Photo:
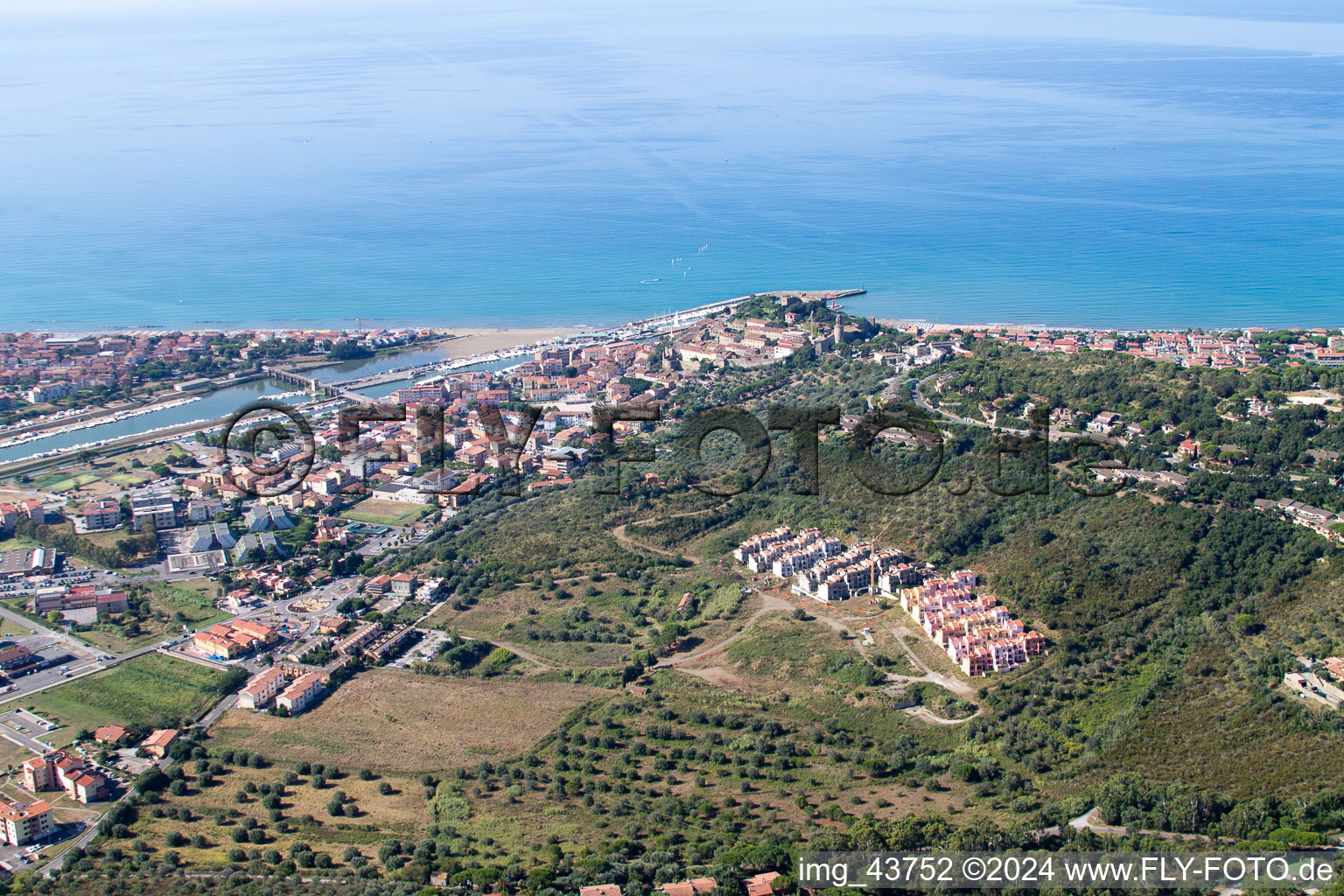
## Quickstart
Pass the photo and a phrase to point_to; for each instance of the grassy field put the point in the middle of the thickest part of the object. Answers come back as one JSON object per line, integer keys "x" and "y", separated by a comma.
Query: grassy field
{"x": 694, "y": 743}
{"x": 402, "y": 722}
{"x": 11, "y": 754}
{"x": 385, "y": 512}
{"x": 150, "y": 690}
{"x": 171, "y": 606}
{"x": 402, "y": 813}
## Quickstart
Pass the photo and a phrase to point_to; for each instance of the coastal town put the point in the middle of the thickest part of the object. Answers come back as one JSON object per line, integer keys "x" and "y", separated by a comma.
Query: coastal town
{"x": 276, "y": 564}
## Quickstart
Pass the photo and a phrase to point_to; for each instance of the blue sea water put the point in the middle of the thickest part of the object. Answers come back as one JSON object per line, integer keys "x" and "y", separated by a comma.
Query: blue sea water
{"x": 589, "y": 163}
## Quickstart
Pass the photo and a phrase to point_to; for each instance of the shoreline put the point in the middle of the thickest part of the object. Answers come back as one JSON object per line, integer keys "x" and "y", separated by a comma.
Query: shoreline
{"x": 486, "y": 339}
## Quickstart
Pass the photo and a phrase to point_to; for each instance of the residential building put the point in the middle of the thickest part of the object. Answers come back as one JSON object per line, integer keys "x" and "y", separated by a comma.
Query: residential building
{"x": 258, "y": 542}
{"x": 152, "y": 506}
{"x": 211, "y": 536}
{"x": 694, "y": 887}
{"x": 24, "y": 822}
{"x": 261, "y": 688}
{"x": 761, "y": 884}
{"x": 78, "y": 598}
{"x": 17, "y": 657}
{"x": 355, "y": 641}
{"x": 390, "y": 644}
{"x": 98, "y": 516}
{"x": 158, "y": 743}
{"x": 301, "y": 693}
{"x": 263, "y": 517}
{"x": 110, "y": 735}
{"x": 235, "y": 639}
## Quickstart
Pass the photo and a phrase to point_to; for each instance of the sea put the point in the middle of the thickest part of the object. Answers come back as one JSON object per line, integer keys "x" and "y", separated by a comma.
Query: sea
{"x": 593, "y": 161}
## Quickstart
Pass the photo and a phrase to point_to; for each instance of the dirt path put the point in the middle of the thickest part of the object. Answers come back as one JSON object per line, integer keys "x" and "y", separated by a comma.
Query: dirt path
{"x": 955, "y": 685}
{"x": 767, "y": 605}
{"x": 619, "y": 534}
{"x": 527, "y": 654}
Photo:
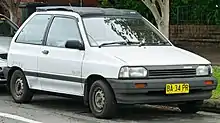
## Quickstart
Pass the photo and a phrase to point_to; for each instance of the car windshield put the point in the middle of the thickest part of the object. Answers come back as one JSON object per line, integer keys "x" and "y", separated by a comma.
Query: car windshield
{"x": 115, "y": 30}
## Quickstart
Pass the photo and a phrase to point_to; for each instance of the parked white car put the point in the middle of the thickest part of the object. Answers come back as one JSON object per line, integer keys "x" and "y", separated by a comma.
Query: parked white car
{"x": 108, "y": 57}
{"x": 7, "y": 31}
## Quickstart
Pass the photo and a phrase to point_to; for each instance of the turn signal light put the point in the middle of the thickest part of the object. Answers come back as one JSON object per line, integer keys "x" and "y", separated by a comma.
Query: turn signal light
{"x": 209, "y": 82}
{"x": 140, "y": 85}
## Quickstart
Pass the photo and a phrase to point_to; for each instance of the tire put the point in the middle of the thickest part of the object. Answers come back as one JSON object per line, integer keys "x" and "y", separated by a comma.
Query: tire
{"x": 190, "y": 107}
{"x": 19, "y": 88}
{"x": 107, "y": 108}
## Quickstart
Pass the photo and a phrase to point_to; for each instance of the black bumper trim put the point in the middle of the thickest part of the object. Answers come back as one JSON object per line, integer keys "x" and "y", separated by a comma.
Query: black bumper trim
{"x": 126, "y": 93}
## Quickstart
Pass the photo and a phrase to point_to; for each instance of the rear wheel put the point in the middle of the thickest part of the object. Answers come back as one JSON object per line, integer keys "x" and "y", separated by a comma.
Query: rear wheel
{"x": 190, "y": 107}
{"x": 101, "y": 100}
{"x": 19, "y": 88}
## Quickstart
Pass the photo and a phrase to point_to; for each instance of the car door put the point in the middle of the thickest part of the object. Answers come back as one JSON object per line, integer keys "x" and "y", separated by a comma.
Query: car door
{"x": 60, "y": 67}
{"x": 25, "y": 49}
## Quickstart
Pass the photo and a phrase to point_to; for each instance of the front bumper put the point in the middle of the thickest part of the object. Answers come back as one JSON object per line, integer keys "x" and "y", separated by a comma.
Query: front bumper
{"x": 154, "y": 92}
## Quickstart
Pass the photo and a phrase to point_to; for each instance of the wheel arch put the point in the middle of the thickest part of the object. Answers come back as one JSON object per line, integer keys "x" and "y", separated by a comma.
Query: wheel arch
{"x": 88, "y": 83}
{"x": 10, "y": 73}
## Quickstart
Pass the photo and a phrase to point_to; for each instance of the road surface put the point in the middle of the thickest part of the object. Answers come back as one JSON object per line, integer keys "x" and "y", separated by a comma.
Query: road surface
{"x": 52, "y": 109}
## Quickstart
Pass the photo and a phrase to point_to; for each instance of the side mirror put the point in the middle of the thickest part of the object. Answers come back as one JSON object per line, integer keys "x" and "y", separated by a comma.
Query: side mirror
{"x": 74, "y": 44}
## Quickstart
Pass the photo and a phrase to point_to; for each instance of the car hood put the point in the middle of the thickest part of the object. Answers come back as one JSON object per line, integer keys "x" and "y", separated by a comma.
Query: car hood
{"x": 154, "y": 55}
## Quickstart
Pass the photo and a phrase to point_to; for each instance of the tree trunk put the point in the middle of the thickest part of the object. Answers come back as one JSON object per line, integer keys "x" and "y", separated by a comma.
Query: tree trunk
{"x": 163, "y": 19}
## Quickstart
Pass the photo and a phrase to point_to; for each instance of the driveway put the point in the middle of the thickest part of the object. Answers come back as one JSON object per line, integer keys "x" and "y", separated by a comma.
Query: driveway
{"x": 52, "y": 109}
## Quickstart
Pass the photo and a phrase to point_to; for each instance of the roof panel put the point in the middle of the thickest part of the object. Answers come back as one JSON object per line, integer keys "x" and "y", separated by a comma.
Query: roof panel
{"x": 91, "y": 11}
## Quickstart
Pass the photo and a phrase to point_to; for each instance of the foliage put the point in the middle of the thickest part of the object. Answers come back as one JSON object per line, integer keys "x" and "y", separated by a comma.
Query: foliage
{"x": 181, "y": 11}
{"x": 137, "y": 5}
{"x": 216, "y": 93}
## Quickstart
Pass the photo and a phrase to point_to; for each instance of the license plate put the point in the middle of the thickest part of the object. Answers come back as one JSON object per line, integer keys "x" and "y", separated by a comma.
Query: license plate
{"x": 177, "y": 88}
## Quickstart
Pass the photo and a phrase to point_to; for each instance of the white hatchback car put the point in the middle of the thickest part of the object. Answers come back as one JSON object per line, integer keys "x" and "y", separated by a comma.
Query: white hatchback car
{"x": 108, "y": 57}
{"x": 7, "y": 31}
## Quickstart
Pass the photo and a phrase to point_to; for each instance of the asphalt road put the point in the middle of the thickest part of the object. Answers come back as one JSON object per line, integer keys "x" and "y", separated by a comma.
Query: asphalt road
{"x": 52, "y": 109}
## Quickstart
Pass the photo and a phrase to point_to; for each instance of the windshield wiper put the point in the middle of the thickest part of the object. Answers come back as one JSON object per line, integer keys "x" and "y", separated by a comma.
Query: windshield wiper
{"x": 121, "y": 43}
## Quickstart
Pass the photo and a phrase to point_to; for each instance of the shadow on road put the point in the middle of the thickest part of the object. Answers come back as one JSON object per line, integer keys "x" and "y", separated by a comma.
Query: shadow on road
{"x": 70, "y": 106}
{"x": 3, "y": 91}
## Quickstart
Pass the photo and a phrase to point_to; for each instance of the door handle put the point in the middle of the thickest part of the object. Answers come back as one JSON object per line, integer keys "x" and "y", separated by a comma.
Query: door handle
{"x": 45, "y": 52}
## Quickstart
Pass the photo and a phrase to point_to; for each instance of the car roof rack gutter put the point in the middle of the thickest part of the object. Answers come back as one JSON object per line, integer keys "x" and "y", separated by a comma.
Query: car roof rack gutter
{"x": 90, "y": 11}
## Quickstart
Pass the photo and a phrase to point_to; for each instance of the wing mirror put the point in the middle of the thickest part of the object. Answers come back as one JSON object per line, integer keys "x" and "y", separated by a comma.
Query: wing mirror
{"x": 74, "y": 44}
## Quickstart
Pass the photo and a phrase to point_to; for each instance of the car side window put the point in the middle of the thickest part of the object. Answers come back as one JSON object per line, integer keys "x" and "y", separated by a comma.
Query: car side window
{"x": 62, "y": 30}
{"x": 6, "y": 29}
{"x": 33, "y": 32}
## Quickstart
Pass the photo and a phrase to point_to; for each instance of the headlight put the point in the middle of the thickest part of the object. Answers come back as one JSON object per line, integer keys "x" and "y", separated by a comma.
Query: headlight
{"x": 203, "y": 70}
{"x": 132, "y": 72}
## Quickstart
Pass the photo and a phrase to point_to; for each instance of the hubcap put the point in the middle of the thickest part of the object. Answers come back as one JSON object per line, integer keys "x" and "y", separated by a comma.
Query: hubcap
{"x": 19, "y": 87}
{"x": 99, "y": 100}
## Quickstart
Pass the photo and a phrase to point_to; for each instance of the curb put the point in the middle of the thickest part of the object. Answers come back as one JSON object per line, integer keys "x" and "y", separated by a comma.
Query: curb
{"x": 212, "y": 105}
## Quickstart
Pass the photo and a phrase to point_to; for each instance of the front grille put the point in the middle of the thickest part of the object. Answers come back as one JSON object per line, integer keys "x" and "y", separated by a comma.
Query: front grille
{"x": 172, "y": 73}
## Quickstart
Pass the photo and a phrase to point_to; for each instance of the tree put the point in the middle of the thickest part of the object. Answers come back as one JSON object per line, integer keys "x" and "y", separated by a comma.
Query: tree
{"x": 161, "y": 11}
{"x": 12, "y": 7}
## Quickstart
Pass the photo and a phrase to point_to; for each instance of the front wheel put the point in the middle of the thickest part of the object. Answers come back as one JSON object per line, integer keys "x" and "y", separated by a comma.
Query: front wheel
{"x": 190, "y": 107}
{"x": 102, "y": 102}
{"x": 19, "y": 88}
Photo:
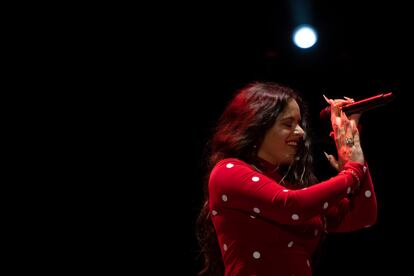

---

### Exercise aim
Report every line in the entries above that contains the string "signal". Matching is case-sensitive.

### Finished task
Pass the photo and a phrase to point_to; for each instance of the turn signal light put the point in the middle of the thickest part of the object. Answers come back as one JSON object per line, integer keys "x" and "y", separated by a comma.
Query: turn signal light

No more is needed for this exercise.